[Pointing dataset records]
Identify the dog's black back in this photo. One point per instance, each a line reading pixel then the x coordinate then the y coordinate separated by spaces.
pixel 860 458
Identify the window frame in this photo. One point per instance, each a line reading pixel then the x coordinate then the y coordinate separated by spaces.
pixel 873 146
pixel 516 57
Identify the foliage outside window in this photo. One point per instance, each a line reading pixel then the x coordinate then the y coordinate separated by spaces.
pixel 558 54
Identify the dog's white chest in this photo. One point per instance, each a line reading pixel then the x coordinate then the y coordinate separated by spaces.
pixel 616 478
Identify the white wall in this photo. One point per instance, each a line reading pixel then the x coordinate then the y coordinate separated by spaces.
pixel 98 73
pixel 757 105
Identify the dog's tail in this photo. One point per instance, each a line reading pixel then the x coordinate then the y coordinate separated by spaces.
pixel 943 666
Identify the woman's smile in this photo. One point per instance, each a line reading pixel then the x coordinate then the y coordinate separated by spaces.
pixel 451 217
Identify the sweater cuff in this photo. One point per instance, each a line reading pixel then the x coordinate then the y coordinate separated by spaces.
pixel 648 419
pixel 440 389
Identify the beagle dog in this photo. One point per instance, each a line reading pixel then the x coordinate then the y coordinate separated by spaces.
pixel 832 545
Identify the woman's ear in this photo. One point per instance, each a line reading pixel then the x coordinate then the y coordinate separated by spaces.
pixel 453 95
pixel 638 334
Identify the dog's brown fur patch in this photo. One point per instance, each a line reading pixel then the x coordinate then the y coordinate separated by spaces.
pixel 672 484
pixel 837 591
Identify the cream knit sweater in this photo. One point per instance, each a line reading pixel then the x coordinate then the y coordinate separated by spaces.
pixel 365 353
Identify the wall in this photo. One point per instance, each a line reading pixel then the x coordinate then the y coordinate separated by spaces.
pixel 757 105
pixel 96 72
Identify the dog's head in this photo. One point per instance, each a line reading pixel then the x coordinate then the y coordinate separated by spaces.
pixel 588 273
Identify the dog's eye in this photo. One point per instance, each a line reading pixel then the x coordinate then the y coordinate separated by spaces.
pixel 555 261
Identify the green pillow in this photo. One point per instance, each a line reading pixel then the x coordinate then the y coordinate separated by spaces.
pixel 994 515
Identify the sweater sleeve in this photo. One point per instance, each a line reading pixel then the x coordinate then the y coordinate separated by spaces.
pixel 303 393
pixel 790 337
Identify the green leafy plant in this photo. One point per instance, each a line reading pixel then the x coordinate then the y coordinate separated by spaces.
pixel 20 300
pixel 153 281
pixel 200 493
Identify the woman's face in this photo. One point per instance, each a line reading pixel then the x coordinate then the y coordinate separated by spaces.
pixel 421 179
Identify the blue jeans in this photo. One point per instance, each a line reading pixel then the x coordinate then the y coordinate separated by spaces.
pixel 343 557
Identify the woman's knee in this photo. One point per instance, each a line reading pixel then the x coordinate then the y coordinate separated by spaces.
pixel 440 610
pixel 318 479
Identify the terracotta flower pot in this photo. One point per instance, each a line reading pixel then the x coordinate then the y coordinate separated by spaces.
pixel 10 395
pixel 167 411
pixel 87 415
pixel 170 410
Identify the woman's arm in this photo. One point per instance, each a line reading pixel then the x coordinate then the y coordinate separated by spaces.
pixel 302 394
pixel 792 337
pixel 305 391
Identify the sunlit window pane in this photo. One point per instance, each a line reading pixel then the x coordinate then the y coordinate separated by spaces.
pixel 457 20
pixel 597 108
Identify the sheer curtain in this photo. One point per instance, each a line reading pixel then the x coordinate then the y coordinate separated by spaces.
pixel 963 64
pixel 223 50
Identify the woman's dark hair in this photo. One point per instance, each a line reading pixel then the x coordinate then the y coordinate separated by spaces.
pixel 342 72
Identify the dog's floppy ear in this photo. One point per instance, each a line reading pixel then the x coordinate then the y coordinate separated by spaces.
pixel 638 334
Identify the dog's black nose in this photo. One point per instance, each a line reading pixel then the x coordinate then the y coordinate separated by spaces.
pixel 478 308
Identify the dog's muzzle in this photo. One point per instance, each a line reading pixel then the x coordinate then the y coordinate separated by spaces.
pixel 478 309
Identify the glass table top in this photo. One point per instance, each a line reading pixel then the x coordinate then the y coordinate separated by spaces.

-- Stated goal --
Quote the lines beginning with the one that contains "Identify the dog's eye" and ending with the one that contains "pixel 170 410", including both.

-- Result --
Identify the dog's eye in this photo. One point per instance, each a line reading pixel then the x coordinate then the y coordinate separated by spaces.
pixel 555 261
Identify the green pillow in this photo. One point per instance, each a line reading pixel then the x coordinate then the y coordinate separated by spaces.
pixel 994 515
Identify the sweater sleeve in this photo. One point per instance, each a line reading pixel then the x coordinate then the y coordinate separated by spaces.
pixel 303 393
pixel 790 337
Identify the green leafy plant in this photo. One point per instance, each a line reading pixel then the x coordinate then the y coordinate separated by spaces.
pixel 20 300
pixel 153 281
pixel 200 493
Identify the woman's face in this photo. One point per instance, each a line reading pixel then the x coordinate then the y coordinate separated by spaces.
pixel 421 179
Identify the blue jeans in this photo. One point per instance, each a line reading pixel then the x coordinate then the y coordinate separated by spaces.
pixel 343 557
Identify the woman's knee in this photo. One point per instance, each a line reading pixel then the x coordinate then the y coordinate separated by spaces.
pixel 440 610
pixel 318 479
Identify the terracotta flower pot in this photo. One point per instance, each a line reading pixel then the x coordinate then the y coordinate separated by spaces.
pixel 10 395
pixel 167 411
pixel 87 415
pixel 170 410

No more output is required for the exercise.